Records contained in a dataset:
- - -

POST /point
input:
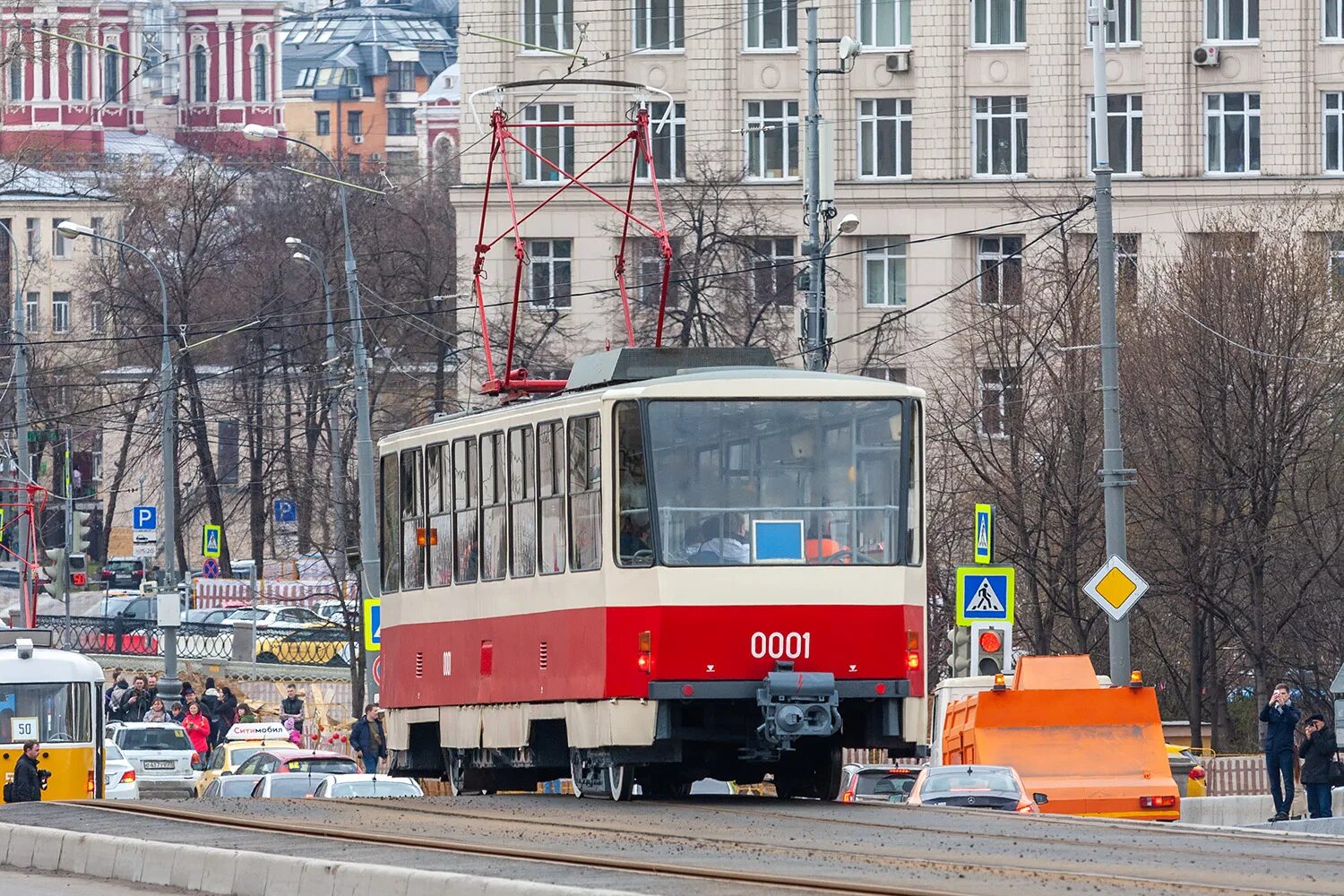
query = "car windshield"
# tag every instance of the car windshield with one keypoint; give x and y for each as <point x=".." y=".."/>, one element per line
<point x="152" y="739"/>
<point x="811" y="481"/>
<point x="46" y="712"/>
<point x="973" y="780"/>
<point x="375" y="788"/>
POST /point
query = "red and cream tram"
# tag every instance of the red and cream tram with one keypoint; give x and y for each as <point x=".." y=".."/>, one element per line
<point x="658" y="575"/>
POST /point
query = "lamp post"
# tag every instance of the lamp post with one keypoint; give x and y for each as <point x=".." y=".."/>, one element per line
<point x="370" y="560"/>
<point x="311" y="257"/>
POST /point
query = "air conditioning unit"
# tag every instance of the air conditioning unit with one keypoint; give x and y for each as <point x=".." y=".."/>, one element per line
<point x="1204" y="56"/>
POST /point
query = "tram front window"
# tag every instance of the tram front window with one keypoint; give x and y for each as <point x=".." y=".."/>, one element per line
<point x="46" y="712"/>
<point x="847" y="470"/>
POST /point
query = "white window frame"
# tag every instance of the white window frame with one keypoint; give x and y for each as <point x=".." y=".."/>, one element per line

- - -

_TASK PROMPT_:
Exactly the lines from the one containing "# tag every instance of the lamp" through the last line of the records are to be transcribed, both endpoints included.

_TASK RESULT_:
# tag every instance of the lamp post with one keypoint; give x and y for each as <point x=".." y=".."/>, one element per line
<point x="370" y="560"/>
<point x="311" y="257"/>
POST /point
query = "air conditioning unit"
# tag every instance of the air conditioning unit with one keypoint; give x and y for each as <point x=".." y=".."/>, one element per line
<point x="1204" y="56"/>
POST /point
query = "tram front window"
# tag every instance of the tram front window with one keypoint; give x and y for each as <point x=".." y=".."/>, one element per line
<point x="46" y="712"/>
<point x="847" y="470"/>
POST /point
query = "white window frame"
# tag every instance of the white window frame with one keypoint; give x and y for each as <point x=".." y=".."/>, one element per line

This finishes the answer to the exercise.